Accompanying Onsite Gallery's current exhibition, Survival Architecture and the Art of Resilience, this online panel moderated by Michael Piper of the University of Toronto's John H. Daniels Faculty will present and discuss practices of collaboration, creation, and community research that aim to address systemic issues of oppression, with speakers including artist Cindy Blažević (Toronto, ON); Jessica Kirk, Wildseed Centre for Art & Activism (Toronto, ON); Rowan Lynch, Hearth (Toronto, ON); and Derrick Meeking, Empowerment Plan (Detroit, MI). Presented in partnership with John H. Daniels Faculty of Architecture, Landscape, and Design, University of Toronto.

Online event; Zoom link will be sent to registered attendees. Click here to register.

ASL interpretation provided.
○ ○ ○ ○
- [Written request a]:
Copy the event announcement above word for word.

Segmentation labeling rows
○ ○ ○ ○
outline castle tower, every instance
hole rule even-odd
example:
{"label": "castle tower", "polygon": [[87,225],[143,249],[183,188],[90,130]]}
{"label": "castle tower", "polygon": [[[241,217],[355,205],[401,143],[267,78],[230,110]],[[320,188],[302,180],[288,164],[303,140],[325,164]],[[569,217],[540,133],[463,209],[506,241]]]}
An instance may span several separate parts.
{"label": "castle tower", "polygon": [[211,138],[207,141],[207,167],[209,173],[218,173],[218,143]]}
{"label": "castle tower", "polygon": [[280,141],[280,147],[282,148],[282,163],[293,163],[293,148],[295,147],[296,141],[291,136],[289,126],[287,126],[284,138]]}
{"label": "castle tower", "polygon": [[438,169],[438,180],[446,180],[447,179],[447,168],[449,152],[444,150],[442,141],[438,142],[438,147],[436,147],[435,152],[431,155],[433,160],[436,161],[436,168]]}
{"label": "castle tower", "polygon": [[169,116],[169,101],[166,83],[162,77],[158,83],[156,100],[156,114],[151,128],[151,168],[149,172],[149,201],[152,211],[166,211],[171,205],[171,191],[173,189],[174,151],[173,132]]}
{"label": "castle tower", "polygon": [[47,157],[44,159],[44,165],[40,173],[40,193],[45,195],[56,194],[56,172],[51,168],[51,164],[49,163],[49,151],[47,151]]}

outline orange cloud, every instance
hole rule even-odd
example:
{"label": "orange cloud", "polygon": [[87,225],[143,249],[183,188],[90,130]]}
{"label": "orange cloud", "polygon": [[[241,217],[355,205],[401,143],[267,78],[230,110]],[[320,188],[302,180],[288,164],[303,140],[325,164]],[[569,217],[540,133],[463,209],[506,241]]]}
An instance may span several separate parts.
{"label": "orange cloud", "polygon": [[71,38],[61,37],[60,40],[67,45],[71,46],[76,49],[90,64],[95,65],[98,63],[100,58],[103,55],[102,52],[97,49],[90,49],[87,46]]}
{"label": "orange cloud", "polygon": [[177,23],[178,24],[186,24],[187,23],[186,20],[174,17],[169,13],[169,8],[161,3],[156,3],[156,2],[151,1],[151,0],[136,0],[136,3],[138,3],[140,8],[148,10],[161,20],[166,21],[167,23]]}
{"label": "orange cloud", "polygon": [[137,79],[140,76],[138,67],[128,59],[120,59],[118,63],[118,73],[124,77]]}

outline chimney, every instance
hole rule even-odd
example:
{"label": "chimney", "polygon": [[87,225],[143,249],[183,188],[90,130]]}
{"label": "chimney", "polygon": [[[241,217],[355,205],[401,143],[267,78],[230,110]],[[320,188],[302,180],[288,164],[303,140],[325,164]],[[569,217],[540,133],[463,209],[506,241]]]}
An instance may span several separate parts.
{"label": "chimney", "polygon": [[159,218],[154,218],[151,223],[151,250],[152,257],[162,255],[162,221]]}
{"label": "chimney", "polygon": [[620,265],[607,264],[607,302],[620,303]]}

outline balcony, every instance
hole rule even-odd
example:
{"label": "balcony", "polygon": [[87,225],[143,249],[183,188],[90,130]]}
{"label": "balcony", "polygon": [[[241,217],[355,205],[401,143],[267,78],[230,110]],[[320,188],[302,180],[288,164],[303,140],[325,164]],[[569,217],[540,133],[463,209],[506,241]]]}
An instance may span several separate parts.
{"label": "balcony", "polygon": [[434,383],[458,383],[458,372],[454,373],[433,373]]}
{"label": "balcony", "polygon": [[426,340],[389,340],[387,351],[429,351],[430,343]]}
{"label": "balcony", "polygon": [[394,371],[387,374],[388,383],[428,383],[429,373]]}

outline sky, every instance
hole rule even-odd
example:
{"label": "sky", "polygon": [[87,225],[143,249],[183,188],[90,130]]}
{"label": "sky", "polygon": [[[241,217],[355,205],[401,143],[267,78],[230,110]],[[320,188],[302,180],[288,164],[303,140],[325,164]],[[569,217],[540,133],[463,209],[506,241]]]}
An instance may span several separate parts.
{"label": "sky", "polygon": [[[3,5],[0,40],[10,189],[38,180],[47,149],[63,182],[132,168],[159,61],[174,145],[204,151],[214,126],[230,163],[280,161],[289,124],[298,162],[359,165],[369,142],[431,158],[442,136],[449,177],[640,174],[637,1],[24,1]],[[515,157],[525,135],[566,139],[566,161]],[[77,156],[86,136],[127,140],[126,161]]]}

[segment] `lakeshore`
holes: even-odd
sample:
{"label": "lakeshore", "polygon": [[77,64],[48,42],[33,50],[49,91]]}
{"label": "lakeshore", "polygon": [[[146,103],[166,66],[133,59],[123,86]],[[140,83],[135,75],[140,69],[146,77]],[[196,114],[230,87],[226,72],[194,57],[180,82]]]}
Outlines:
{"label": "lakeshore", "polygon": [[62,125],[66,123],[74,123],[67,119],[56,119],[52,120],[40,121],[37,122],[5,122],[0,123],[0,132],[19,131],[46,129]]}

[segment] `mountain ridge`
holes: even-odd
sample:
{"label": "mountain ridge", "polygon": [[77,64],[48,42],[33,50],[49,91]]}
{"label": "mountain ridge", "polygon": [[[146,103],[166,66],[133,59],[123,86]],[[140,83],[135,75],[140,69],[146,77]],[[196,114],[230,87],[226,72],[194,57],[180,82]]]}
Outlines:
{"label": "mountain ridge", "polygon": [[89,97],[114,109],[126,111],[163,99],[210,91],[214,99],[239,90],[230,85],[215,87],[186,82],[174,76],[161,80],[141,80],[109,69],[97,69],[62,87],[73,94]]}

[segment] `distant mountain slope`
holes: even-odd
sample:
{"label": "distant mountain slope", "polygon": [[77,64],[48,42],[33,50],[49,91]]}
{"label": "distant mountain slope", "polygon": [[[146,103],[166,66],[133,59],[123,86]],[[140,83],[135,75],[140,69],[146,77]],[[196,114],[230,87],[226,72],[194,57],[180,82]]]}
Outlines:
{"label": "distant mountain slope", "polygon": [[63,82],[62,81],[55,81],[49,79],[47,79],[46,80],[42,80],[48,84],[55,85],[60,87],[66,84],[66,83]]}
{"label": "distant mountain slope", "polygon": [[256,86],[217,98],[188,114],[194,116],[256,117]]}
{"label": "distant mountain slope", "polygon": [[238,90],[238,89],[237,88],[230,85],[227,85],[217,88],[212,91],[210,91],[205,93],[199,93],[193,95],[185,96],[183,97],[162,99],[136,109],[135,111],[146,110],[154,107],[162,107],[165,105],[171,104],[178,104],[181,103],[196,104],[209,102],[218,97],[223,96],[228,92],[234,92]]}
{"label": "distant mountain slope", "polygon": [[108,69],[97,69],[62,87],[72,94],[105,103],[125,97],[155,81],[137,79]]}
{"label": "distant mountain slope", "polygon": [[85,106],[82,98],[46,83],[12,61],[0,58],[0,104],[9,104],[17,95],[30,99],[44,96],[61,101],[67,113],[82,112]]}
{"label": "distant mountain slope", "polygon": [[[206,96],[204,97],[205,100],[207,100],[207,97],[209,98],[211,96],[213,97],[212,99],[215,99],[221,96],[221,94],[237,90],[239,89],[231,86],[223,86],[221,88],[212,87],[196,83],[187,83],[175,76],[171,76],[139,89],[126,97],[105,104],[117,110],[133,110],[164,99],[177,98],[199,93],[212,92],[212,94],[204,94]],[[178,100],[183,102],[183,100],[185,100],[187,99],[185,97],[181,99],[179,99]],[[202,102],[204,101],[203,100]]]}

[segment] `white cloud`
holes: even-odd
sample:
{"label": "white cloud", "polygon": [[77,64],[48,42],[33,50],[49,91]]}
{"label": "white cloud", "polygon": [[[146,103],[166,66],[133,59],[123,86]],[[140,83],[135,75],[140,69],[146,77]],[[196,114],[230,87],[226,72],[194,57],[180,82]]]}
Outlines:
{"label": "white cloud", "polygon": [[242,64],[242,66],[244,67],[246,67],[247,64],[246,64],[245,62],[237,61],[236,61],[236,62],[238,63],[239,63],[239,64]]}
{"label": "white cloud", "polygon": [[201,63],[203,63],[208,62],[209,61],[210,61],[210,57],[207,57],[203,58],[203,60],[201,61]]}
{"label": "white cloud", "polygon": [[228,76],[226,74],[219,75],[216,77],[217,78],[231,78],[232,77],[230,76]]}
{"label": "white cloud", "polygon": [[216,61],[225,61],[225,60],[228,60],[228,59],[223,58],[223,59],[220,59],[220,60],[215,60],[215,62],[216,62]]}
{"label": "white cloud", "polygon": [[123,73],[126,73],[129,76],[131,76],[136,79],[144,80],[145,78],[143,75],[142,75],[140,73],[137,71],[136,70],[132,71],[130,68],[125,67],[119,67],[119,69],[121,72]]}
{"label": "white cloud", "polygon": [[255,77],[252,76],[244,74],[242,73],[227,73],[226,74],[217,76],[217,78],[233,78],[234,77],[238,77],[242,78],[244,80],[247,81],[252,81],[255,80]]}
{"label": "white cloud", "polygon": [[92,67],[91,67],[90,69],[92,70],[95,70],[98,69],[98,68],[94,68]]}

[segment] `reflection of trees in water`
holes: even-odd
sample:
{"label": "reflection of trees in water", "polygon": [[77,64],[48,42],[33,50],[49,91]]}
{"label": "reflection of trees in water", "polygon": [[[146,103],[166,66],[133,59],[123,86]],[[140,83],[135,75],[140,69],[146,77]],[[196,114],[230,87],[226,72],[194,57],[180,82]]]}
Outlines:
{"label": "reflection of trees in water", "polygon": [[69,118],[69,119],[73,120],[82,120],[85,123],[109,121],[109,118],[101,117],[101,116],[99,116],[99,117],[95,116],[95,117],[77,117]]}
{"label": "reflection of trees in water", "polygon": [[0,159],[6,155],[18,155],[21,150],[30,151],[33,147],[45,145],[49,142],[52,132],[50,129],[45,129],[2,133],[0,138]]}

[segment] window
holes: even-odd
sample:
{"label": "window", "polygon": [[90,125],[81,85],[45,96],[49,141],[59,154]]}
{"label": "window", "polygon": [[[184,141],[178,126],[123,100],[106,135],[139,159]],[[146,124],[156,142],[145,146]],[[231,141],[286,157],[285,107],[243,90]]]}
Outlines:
○ ○ ○ ○
- [Written request b]:
Write out the rows starting at the line containing "[segment] window" and ending at the last line of the rows, both ends included.

- [Exercise response a]:
Accompanying Onsite Gallery's current exhibition, Survival Architecture and the Art of Resilience, this online panel moderated by Michael Piper of the University of Toronto's John H. Daniels Faculty will present and discuss practices of collaboration, creation, and community research that aim to address systemic issues of oppression, with speakers including artist Cindy Blažević (Toronto, ON); Jessica Kirk, Wildseed Centre for Art & Activism (Toronto, ON); Rowan Lynch, Hearth (Toronto, ON); and Derrick Meeking, Empowerment Plan (Detroit, MI). Presented in partnership with John H. Daniels Faculty of Architecture, Landscape, and Design, University of Toronto.

Online event; Zoom link will be sent to registered attendees. Click here to register.

ASL interpretation provided.

- [Exercise response b]:
[segment] window
holes: even-odd
sample:
{"label": "window", "polygon": [[90,125],[81,85],[45,96],[49,141],[59,154]]}
{"label": "window", "polygon": [[[184,141],[178,126],[123,100],[106,135],[139,159]],[[146,124],[156,142],[145,146]],[[231,141],[286,157],[285,107],[243,90]]]}
Outlines:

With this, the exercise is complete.